- Records provided -
┌──
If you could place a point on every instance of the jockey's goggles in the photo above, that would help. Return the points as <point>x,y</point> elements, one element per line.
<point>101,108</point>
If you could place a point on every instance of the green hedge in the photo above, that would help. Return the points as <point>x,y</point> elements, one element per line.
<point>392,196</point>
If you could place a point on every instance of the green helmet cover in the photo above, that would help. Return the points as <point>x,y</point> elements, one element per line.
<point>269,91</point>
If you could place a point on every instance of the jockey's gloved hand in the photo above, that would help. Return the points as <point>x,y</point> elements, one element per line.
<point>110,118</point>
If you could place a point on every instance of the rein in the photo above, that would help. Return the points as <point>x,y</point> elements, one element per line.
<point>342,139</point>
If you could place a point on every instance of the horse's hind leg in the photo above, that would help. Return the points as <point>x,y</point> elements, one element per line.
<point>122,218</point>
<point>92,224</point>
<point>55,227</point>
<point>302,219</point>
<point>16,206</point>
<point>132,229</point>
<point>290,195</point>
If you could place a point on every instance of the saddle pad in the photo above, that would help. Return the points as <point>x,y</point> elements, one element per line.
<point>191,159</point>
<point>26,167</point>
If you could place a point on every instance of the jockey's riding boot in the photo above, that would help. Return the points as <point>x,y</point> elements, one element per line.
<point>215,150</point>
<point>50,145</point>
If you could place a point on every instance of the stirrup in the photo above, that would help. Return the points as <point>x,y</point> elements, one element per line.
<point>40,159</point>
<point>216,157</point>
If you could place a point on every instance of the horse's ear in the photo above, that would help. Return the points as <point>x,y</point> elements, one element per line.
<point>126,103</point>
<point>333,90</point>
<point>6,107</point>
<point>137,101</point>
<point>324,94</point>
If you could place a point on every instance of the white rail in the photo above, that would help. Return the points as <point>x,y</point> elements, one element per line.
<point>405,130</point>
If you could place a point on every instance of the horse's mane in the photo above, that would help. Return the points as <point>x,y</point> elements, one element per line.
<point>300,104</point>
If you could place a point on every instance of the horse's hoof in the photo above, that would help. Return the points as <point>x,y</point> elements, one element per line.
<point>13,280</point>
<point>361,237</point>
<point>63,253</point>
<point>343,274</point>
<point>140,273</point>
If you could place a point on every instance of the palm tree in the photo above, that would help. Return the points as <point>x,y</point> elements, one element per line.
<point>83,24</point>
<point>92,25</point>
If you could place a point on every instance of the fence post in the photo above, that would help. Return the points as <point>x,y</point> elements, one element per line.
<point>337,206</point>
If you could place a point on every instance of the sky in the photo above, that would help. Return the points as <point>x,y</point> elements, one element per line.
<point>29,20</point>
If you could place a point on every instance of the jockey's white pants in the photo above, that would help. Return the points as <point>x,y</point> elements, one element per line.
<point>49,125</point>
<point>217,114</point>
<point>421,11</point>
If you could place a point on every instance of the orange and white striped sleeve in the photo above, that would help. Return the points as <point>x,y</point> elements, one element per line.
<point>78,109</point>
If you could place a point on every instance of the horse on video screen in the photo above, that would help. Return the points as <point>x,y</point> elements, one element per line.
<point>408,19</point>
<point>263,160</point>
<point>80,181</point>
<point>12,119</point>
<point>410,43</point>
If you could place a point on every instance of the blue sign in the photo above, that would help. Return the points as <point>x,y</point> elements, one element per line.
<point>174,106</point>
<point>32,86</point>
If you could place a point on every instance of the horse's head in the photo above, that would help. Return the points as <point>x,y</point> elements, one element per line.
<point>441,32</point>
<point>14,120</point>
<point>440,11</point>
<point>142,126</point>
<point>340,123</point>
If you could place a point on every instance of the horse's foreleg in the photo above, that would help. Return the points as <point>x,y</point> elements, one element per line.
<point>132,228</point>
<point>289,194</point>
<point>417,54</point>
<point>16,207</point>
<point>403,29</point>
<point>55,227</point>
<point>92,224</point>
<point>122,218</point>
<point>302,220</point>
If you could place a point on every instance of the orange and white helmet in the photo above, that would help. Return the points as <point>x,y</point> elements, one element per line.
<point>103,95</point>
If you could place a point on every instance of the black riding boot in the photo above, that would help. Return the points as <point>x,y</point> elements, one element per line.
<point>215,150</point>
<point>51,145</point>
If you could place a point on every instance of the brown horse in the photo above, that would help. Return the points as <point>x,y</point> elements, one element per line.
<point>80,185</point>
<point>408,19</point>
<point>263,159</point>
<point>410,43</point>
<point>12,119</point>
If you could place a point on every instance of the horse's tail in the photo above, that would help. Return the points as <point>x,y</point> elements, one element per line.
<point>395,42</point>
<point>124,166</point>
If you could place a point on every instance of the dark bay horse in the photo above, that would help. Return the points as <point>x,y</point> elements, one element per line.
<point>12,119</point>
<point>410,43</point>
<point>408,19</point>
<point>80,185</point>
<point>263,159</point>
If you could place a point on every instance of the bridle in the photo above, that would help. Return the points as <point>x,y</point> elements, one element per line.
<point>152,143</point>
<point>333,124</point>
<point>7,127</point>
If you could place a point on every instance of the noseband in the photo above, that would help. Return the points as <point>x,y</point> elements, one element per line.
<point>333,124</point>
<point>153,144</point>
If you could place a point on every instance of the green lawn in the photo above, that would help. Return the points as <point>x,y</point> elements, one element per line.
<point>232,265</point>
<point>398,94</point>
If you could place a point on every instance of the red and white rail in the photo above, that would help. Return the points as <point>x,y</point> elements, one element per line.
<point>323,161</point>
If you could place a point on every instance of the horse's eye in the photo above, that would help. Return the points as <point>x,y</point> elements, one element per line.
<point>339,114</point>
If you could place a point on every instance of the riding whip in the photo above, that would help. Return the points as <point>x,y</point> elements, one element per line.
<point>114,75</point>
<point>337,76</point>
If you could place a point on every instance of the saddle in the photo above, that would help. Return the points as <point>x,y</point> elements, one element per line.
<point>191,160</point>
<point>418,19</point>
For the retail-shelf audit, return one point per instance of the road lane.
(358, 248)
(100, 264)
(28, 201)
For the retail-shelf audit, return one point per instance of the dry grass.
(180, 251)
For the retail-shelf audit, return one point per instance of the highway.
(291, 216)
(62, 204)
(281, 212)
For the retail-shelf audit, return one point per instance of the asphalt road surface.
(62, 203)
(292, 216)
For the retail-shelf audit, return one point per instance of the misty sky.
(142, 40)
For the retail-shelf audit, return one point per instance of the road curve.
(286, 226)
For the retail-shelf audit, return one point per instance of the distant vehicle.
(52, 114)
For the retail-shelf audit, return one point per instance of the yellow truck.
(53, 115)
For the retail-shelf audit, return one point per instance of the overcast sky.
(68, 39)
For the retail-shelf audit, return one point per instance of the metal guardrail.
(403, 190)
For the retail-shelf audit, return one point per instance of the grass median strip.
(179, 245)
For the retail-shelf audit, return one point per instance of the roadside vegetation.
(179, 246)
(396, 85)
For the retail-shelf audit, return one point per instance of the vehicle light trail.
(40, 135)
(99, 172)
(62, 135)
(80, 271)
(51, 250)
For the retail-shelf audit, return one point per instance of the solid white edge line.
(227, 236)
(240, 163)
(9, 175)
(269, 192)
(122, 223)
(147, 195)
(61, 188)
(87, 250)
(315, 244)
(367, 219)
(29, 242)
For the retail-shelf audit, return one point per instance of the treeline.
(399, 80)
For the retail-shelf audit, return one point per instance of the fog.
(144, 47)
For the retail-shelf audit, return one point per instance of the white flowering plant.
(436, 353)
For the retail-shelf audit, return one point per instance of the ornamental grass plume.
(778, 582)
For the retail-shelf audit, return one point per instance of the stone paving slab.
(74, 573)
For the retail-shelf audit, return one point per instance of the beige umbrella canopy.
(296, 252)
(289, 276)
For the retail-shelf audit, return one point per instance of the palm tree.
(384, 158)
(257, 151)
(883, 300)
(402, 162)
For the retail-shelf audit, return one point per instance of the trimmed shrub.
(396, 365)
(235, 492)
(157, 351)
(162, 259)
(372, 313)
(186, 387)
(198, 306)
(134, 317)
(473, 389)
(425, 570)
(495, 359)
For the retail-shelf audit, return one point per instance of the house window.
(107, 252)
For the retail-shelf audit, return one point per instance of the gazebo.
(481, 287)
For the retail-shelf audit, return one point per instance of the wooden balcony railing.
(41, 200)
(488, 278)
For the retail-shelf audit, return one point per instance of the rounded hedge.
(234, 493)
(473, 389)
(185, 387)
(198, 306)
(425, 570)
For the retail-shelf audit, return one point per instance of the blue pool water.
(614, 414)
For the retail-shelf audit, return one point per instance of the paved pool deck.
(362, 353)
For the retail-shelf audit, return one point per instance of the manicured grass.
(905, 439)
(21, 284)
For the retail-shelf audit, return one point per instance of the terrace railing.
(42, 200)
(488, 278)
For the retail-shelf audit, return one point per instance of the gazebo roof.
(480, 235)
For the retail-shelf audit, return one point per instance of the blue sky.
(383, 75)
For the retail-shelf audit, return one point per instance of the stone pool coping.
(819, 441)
└──
- What you will do -
Working down from the line that contains "the trimmed shrub.", retype each line exactly through the last line of the data, and give nothing else.

- Result for this task -
For the retail-shelf audit, return one point per instance of the trimmed shrub.
(396, 365)
(235, 492)
(157, 351)
(162, 259)
(372, 313)
(186, 387)
(198, 306)
(134, 317)
(473, 389)
(425, 570)
(495, 359)
For the retail-shelf audit, return one point per instance of the house window.
(107, 252)
For the retail-shelf audit, return one point per instance of the gazebo.
(481, 287)
For the retail-shelf audit, return one point per instance of the wooden balcony railing.
(41, 200)
(488, 278)
For the retail-shelf audit, return one point per instance of the rounded hedge.
(234, 493)
(473, 389)
(185, 387)
(198, 306)
(425, 570)
For the retail-shelf audit, return one point per instance of the blue pool water.
(614, 414)
For the retail-shelf audit, return one point per instance of the paved pool deck.
(362, 353)
For the retail-shelf audit, return one point per instance of the manicured grass.
(905, 439)
(21, 284)
For the retail-shelf audit, return one point per instance of the terrace railing.
(42, 200)
(488, 278)
For the retail-shelf audit, return one point per instance of the gazebo roof.
(480, 235)
For the retail-shelf audit, return one point per instance of the blue sky.
(383, 75)
For the retail-shelf audit, return one point per instance of the stone pool coping.
(819, 441)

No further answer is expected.